• Data for analysis:
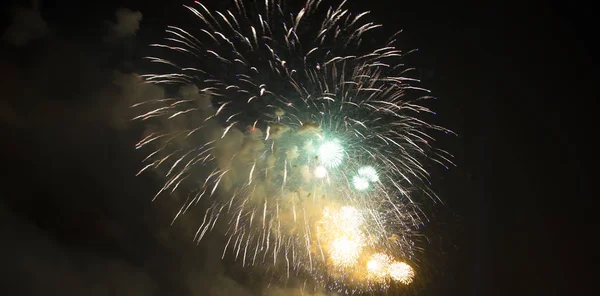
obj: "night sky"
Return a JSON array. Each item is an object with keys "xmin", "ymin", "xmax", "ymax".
[{"xmin": 0, "ymin": 0, "xmax": 593, "ymax": 295}]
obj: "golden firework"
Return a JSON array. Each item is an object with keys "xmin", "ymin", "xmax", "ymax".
[
  {"xmin": 388, "ymin": 261, "xmax": 415, "ymax": 285},
  {"xmin": 366, "ymin": 253, "xmax": 392, "ymax": 282},
  {"xmin": 316, "ymin": 206, "xmax": 367, "ymax": 268}
]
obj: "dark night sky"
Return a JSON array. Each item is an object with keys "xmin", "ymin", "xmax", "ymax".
[{"xmin": 0, "ymin": 0, "xmax": 593, "ymax": 295}]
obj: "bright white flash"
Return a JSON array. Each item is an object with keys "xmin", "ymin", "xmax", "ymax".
[
  {"xmin": 318, "ymin": 139, "xmax": 344, "ymax": 168},
  {"xmin": 358, "ymin": 166, "xmax": 379, "ymax": 182},
  {"xmin": 388, "ymin": 261, "xmax": 415, "ymax": 284},
  {"xmin": 353, "ymin": 166, "xmax": 379, "ymax": 191},
  {"xmin": 353, "ymin": 175, "xmax": 370, "ymax": 190},
  {"xmin": 314, "ymin": 165, "xmax": 327, "ymax": 178}
]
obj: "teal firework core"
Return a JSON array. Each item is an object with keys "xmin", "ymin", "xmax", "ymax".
[
  {"xmin": 318, "ymin": 139, "xmax": 344, "ymax": 168},
  {"xmin": 352, "ymin": 166, "xmax": 380, "ymax": 191},
  {"xmin": 358, "ymin": 166, "xmax": 379, "ymax": 182},
  {"xmin": 352, "ymin": 175, "xmax": 370, "ymax": 191}
]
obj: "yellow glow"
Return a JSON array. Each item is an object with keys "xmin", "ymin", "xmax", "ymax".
[
  {"xmin": 316, "ymin": 206, "xmax": 366, "ymax": 268},
  {"xmin": 314, "ymin": 165, "xmax": 327, "ymax": 178},
  {"xmin": 315, "ymin": 207, "xmax": 417, "ymax": 286},
  {"xmin": 366, "ymin": 253, "xmax": 391, "ymax": 282},
  {"xmin": 330, "ymin": 237, "xmax": 361, "ymax": 267},
  {"xmin": 388, "ymin": 261, "xmax": 415, "ymax": 285}
]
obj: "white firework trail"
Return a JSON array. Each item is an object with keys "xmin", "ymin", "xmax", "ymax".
[{"xmin": 133, "ymin": 0, "xmax": 454, "ymax": 292}]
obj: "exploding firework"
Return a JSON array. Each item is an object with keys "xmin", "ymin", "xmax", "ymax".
[
  {"xmin": 389, "ymin": 261, "xmax": 415, "ymax": 285},
  {"xmin": 134, "ymin": 0, "xmax": 453, "ymax": 292}
]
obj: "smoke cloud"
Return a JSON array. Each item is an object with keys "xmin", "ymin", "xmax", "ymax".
[
  {"xmin": 0, "ymin": 5, "xmax": 339, "ymax": 295},
  {"xmin": 109, "ymin": 8, "xmax": 143, "ymax": 38},
  {"xmin": 2, "ymin": 1, "xmax": 48, "ymax": 46}
]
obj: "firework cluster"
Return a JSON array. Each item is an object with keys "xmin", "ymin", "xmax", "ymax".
[
  {"xmin": 317, "ymin": 206, "xmax": 415, "ymax": 285},
  {"xmin": 134, "ymin": 0, "xmax": 452, "ymax": 292}
]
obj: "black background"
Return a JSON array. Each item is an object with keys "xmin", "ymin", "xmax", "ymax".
[{"xmin": 0, "ymin": 0, "xmax": 593, "ymax": 295}]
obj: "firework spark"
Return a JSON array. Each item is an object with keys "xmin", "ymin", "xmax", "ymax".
[
  {"xmin": 389, "ymin": 261, "xmax": 415, "ymax": 285},
  {"xmin": 134, "ymin": 0, "xmax": 453, "ymax": 292},
  {"xmin": 317, "ymin": 206, "xmax": 366, "ymax": 268},
  {"xmin": 366, "ymin": 253, "xmax": 392, "ymax": 282}
]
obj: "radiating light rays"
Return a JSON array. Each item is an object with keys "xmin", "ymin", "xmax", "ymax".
[
  {"xmin": 366, "ymin": 253, "xmax": 392, "ymax": 282},
  {"xmin": 358, "ymin": 166, "xmax": 379, "ymax": 183},
  {"xmin": 330, "ymin": 237, "xmax": 362, "ymax": 267},
  {"xmin": 388, "ymin": 261, "xmax": 415, "ymax": 285},
  {"xmin": 316, "ymin": 206, "xmax": 416, "ymax": 285},
  {"xmin": 133, "ymin": 0, "xmax": 454, "ymax": 292},
  {"xmin": 364, "ymin": 253, "xmax": 414, "ymax": 285},
  {"xmin": 352, "ymin": 175, "xmax": 370, "ymax": 191},
  {"xmin": 317, "ymin": 139, "xmax": 344, "ymax": 168},
  {"xmin": 352, "ymin": 165, "xmax": 380, "ymax": 191},
  {"xmin": 316, "ymin": 206, "xmax": 366, "ymax": 269}
]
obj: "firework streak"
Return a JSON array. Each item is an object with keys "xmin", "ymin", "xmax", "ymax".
[{"xmin": 133, "ymin": 0, "xmax": 453, "ymax": 291}]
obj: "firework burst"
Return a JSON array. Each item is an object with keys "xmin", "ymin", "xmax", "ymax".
[{"xmin": 133, "ymin": 0, "xmax": 453, "ymax": 292}]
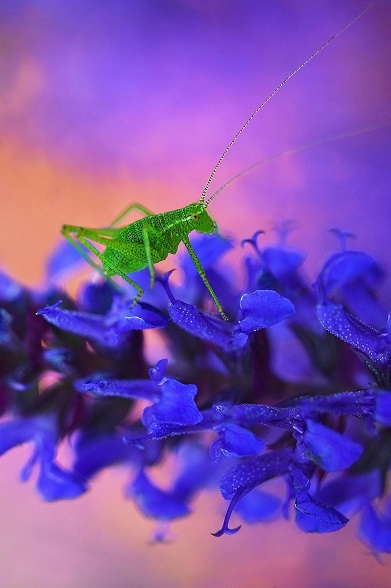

• Task brief:
The lines in the entries above that carry the word "white" must be copied.

• Your solution:
obj: "bright white flash"
obj: "white firework trail"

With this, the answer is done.